→ **WHAT TO PRODUCE**
Write the next part of the passage on the AHRQ Data Center's service for running revised researcher programs, starting right after its last sentence.

For researchers who have already visited the AHRQ Data Center to perform initial programming, we offer a limited
service that allows them to submit revised SAS, STATA, or R programs that will be run on their behalf by the AHRQ Data Center
Coordinator. This service is not for the purpose of program development and does not include programming support—the
researcher is responsible for developing a debugged program. The service is to support minor modifications to existing
programs, such as changes in variables in a statistical model. If there are numerous such requests for a single
project, a separate fee may be negotiated for providing this additional service.

→ **MATERIAL PROVIDED**

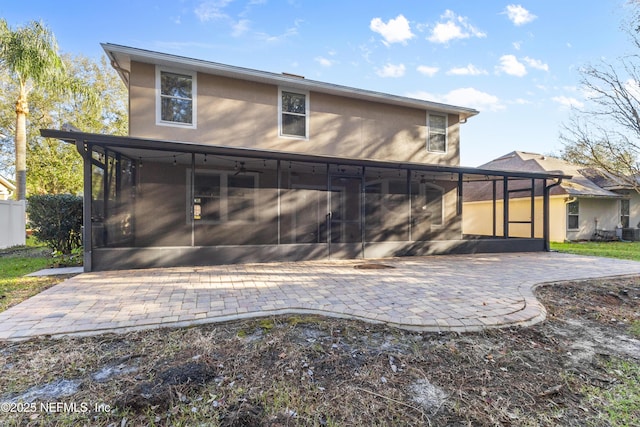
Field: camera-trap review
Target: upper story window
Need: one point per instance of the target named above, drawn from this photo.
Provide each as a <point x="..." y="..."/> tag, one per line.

→ **RESULT FOR THIS EXERCISE**
The AHRQ Data Center allows researchers to supply their own data to be merged with AHRQ data. The researcher-supplied
data may consist of proprietary data collected and owned by the researcher. Researchers must provide the AHRQ Data
Center staff with complete documentation of any data proposed to be merged. The documentation should include
descriptive variable and value labels. Researchers are responsible for interacting with AHRQ Data Center staff to
ensure that the data can be merged and that the formats are consistent. Merging of characteristics of geographic areas
must be done in such a way that details of the sampling frame (i.e., what counties are included or excluded) of the
survey are not revealed to the researcher. Data merges will be conducted by the AHRQ Data Center or its contractors
prior to the arrival of the researcher. Files and information used in linking the data sets will not be made available
to the researcher. As a policy, AHRQ will catalog all data (including researcher-supplied data) used at the AHRQ Data
Center and will make that data available to other researchers.
What output can be taken from the AHRQ Data Center, FSRDC, or MEPS-AWS SecureCloud?
- All materials to be removed from the AHRQ Data Center, FSRDC, or MEPS-AWS SecureCloud are subject to disclosure
- In addition to approved tables, researchers may request that the AHRQ Data Center Coordinator review and, if
approved, download the following to an external media from the AHRQ Data Center: programs, word processing
documents, and electronic versions of approved printouts or statistical tables. These approved output files may also
be emailed to the researcher.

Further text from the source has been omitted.